Problem requirements: Switch "wooden" to "bamboo" in the entries from the line with "Query: wooden ceiling fan blade" up to and including the line with "Mark the region of every instance of the wooden", and give back only those lines with nothing else changed.
↓
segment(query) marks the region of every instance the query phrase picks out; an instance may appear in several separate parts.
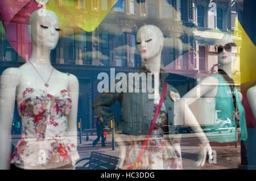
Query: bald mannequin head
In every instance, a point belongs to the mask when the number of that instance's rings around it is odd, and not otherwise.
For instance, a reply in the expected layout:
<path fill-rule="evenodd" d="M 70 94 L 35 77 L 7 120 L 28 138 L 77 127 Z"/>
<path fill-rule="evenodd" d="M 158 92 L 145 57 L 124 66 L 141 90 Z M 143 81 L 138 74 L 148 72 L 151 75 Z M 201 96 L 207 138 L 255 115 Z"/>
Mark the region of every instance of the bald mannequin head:
<path fill-rule="evenodd" d="M 28 24 L 30 24 L 28 32 L 31 35 L 33 47 L 43 46 L 48 50 L 56 47 L 60 30 L 55 12 L 49 10 L 38 10 L 31 14 Z"/>

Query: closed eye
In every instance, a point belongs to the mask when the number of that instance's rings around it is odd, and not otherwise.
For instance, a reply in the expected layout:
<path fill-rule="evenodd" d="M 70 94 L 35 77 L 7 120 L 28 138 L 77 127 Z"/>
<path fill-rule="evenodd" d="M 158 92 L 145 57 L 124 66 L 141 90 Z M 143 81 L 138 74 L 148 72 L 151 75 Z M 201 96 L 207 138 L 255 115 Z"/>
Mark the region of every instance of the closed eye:
<path fill-rule="evenodd" d="M 149 40 L 146 40 L 145 42 L 148 42 L 152 40 L 152 39 L 150 39 Z"/>
<path fill-rule="evenodd" d="M 48 27 L 46 27 L 46 26 L 44 26 L 43 25 L 42 25 L 42 24 L 40 26 L 41 27 L 42 27 L 43 28 L 44 28 L 44 29 L 47 29 L 48 28 Z"/>

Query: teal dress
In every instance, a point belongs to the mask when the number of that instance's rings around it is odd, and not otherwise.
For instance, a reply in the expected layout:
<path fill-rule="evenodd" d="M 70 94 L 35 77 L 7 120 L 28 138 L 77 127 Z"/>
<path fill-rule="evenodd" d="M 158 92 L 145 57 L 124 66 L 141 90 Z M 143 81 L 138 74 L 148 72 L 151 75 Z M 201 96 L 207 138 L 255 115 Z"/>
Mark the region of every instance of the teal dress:
<path fill-rule="evenodd" d="M 235 127 L 236 120 L 232 115 L 232 113 L 234 111 L 234 108 L 230 86 L 221 75 L 216 74 L 212 76 L 217 78 L 218 80 L 218 90 L 215 97 L 215 110 L 221 111 L 222 120 L 226 120 L 226 118 L 229 119 L 231 120 L 232 127 Z M 236 92 L 238 110 L 241 112 L 239 120 L 241 128 L 241 140 L 246 140 L 247 137 L 247 134 L 245 117 L 245 110 L 242 104 L 239 91 L 236 87 L 234 87 L 234 91 Z M 236 141 L 237 139 L 237 134 L 236 133 L 221 133 L 214 135 L 212 134 L 208 138 L 210 141 L 219 142 Z"/>

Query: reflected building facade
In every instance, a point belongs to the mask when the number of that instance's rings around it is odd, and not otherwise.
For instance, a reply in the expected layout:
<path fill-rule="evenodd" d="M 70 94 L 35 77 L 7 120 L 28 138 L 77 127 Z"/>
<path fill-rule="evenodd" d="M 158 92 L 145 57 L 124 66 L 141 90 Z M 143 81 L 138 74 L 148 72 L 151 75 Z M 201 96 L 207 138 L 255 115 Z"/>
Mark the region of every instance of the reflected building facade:
<path fill-rule="evenodd" d="M 50 0 L 55 1 L 55 0 Z M 25 0 L 14 1 L 14 3 Z M 76 75 L 80 82 L 79 119 L 82 129 L 94 128 L 96 118 L 92 104 L 98 95 L 97 75 L 102 71 L 110 73 L 134 72 L 142 64 L 136 50 L 136 33 L 144 24 L 154 24 L 162 31 L 165 37 L 162 51 L 162 67 L 168 68 L 170 75 L 167 81 L 175 87 L 181 95 L 193 87 L 196 79 L 208 75 L 217 63 L 217 50 L 214 33 L 204 33 L 212 29 L 233 32 L 237 29 L 236 18 L 242 24 L 243 1 L 230 0 L 76 0 L 56 1 L 60 7 L 76 9 L 86 14 L 87 11 L 101 13 L 106 11 L 109 3 L 115 3 L 100 26 L 92 32 L 81 28 L 64 27 L 56 48 L 52 50 L 51 61 L 57 69 Z M 209 18 L 209 5 L 216 5 L 214 23 Z M 11 8 L 10 10 L 11 10 Z M 26 11 L 11 23 L 14 31 L 7 39 L 5 22 L 0 27 L 0 71 L 9 67 L 18 67 L 28 58 L 31 45 L 30 37 L 24 33 L 26 24 L 23 16 Z M 59 17 L 61 20 L 63 17 Z M 73 17 L 71 17 L 71 19 Z M 97 20 L 96 19 L 96 20 Z M 19 22 L 20 23 L 19 23 Z M 15 33 L 16 32 L 16 33 Z M 22 37 L 22 38 L 19 38 Z M 236 36 L 236 39 L 241 37 Z M 9 41 L 16 44 L 18 52 Z M 238 53 L 234 53 L 236 59 Z M 239 63 L 239 62 L 238 62 Z M 239 65 L 238 66 L 239 68 Z M 214 71 L 217 70 L 217 68 Z M 239 73 L 239 69 L 237 70 Z M 118 117 L 119 106 L 112 107 Z"/>

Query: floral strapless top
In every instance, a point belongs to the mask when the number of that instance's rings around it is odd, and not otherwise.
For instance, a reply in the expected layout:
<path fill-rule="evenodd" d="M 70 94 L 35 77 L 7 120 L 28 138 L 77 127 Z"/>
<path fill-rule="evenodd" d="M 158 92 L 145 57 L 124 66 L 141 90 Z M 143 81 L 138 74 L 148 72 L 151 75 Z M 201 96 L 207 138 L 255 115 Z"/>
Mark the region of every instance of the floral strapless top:
<path fill-rule="evenodd" d="M 17 96 L 16 104 L 22 132 L 11 163 L 31 168 L 72 163 L 79 158 L 76 140 L 68 135 L 67 115 L 72 108 L 72 99 L 66 90 L 52 95 L 27 88 Z"/>

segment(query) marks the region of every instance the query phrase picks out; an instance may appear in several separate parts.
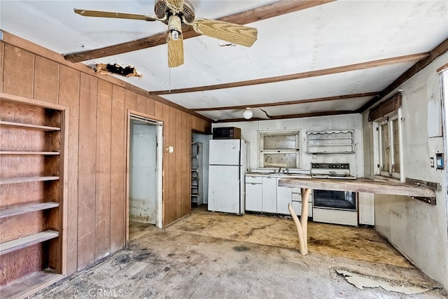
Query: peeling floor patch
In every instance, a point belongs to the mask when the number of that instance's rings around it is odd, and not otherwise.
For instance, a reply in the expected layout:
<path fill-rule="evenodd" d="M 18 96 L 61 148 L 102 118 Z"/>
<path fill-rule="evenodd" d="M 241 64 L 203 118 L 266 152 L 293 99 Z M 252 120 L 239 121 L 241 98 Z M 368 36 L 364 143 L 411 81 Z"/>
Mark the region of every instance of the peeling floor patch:
<path fill-rule="evenodd" d="M 405 295 L 420 294 L 429 291 L 429 288 L 419 286 L 395 286 L 390 282 L 382 281 L 372 277 L 362 276 L 346 270 L 337 270 L 336 272 L 343 275 L 345 279 L 359 289 L 363 288 L 382 287 L 386 291 L 396 293 L 402 293 Z"/>

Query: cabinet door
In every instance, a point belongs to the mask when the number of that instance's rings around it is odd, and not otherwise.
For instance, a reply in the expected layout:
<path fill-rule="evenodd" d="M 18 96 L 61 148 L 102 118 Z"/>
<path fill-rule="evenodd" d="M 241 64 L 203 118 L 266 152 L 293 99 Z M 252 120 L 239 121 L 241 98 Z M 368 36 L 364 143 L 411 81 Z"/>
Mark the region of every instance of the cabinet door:
<path fill-rule="evenodd" d="M 279 179 L 277 179 L 277 181 Z M 278 187 L 277 184 L 277 213 L 290 214 L 288 205 L 291 202 L 292 188 Z"/>
<path fill-rule="evenodd" d="M 276 178 L 263 177 L 262 179 L 263 211 L 266 213 L 277 212 L 277 179 Z"/>
<path fill-rule="evenodd" d="M 358 193 L 359 224 L 374 225 L 375 207 L 373 193 Z"/>
<path fill-rule="evenodd" d="M 262 185 L 246 183 L 246 211 L 262 211 Z"/>

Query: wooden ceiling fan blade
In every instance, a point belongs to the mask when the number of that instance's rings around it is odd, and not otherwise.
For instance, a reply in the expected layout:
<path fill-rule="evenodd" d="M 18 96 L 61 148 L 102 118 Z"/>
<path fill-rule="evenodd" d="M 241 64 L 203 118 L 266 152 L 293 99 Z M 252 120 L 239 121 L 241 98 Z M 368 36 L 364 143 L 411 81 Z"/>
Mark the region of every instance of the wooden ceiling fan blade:
<path fill-rule="evenodd" d="M 255 28 L 216 20 L 196 19 L 193 29 L 200 34 L 250 47 L 257 40 Z"/>
<path fill-rule="evenodd" d="M 183 11 L 183 0 L 165 0 L 165 3 L 170 8 L 175 8 L 176 12 Z"/>
<path fill-rule="evenodd" d="M 177 40 L 173 39 L 172 32 L 167 32 L 168 67 L 176 67 L 183 64 L 183 39 L 178 34 Z"/>
<path fill-rule="evenodd" d="M 88 9 L 74 8 L 76 13 L 84 17 L 113 18 L 115 19 L 141 20 L 144 21 L 157 21 L 158 18 L 148 15 L 135 13 L 114 13 L 112 11 L 90 11 Z"/>

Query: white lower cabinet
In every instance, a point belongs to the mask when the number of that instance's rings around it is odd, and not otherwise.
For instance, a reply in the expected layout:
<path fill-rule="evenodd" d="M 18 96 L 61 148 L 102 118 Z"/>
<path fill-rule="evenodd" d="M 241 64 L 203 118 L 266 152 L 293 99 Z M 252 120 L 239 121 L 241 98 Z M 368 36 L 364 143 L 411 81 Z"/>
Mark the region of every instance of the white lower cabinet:
<path fill-rule="evenodd" d="M 289 214 L 288 206 L 291 202 L 292 188 L 278 187 L 277 183 L 277 213 Z"/>
<path fill-rule="evenodd" d="M 279 187 L 280 178 L 246 176 L 246 210 L 262 213 L 290 215 L 288 206 L 292 203 L 294 211 L 302 214 L 302 194 L 300 188 Z M 308 216 L 313 216 L 312 194 L 308 198 Z"/>
<path fill-rule="evenodd" d="M 291 197 L 293 199 L 293 209 L 298 216 L 302 214 L 302 190 L 300 188 L 293 188 Z M 308 197 L 308 216 L 313 216 L 313 195 L 312 190 Z"/>
<path fill-rule="evenodd" d="M 263 211 L 261 183 L 246 183 L 246 211 Z"/>
<path fill-rule="evenodd" d="M 277 213 L 277 178 L 262 177 L 262 211 Z"/>
<path fill-rule="evenodd" d="M 358 193 L 359 224 L 375 225 L 375 207 L 373 193 Z"/>

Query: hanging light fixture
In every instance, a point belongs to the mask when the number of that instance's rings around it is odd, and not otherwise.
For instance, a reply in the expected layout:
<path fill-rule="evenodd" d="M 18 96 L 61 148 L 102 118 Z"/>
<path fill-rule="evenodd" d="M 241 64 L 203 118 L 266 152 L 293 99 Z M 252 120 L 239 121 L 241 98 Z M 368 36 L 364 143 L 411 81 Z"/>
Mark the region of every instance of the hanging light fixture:
<path fill-rule="evenodd" d="M 252 112 L 252 109 L 251 109 L 250 108 L 246 108 L 243 111 L 243 117 L 246 120 L 251 119 L 253 115 L 253 112 Z"/>

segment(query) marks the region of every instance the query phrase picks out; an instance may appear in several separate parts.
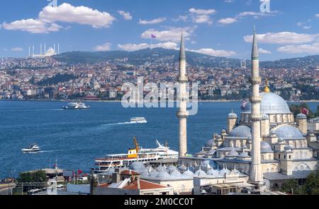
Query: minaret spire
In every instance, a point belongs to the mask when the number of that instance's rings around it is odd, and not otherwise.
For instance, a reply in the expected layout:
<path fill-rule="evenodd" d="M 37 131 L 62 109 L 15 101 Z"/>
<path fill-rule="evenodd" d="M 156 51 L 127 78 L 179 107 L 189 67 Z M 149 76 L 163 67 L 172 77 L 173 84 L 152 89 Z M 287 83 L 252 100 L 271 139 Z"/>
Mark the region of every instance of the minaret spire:
<path fill-rule="evenodd" d="M 186 109 L 188 97 L 186 97 L 186 83 L 188 78 L 186 73 L 186 61 L 185 54 L 185 44 L 184 35 L 181 34 L 181 47 L 179 50 L 179 76 L 177 104 L 179 104 L 179 111 L 177 117 L 179 119 L 179 157 L 185 157 L 187 154 L 187 117 L 189 113 Z"/>
<path fill-rule="evenodd" d="M 256 36 L 256 29 L 254 27 L 254 37 L 252 49 L 252 164 L 250 166 L 250 181 L 254 184 L 261 184 L 263 181 L 263 174 L 261 162 L 261 134 L 260 122 L 260 103 L 262 99 L 259 96 L 259 85 L 262 78 L 259 76 L 259 60 L 258 56 L 258 44 Z"/>

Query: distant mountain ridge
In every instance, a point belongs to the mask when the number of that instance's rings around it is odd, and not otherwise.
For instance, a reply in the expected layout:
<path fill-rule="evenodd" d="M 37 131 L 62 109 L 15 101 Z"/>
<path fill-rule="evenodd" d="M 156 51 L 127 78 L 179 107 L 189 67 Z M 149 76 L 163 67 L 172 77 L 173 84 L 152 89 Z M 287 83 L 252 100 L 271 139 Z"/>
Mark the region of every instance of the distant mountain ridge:
<path fill-rule="evenodd" d="M 179 51 L 163 48 L 145 49 L 134 52 L 70 52 L 55 55 L 59 61 L 74 64 L 94 64 L 105 61 L 125 62 L 128 64 L 143 65 L 145 62 L 159 61 L 159 59 L 167 58 L 167 61 L 177 61 Z M 213 56 L 194 52 L 186 52 L 187 61 L 194 66 L 214 68 L 238 68 L 241 60 L 234 58 Z M 250 61 L 247 60 L 247 67 Z M 308 56 L 277 61 L 261 61 L 262 68 L 313 68 L 319 66 L 319 55 Z"/>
↑
Problem solution:
Query: bamboo ceiling fan blade
In every instance, a point belongs to the mask when the number of that instance's rings around it is odd, and not otherwise.
For instance, a reply in the expected layout:
<path fill-rule="evenodd" d="M 18 96 L 61 148 L 102 118 Z"/>
<path fill-rule="evenodd" d="M 241 64 L 203 118 L 266 152 L 293 99 Z M 252 120 L 239 121 L 241 98 Z M 368 36 L 364 143 L 411 81 Z"/>
Mark the region of every instance of the bamboo ceiling fan blade:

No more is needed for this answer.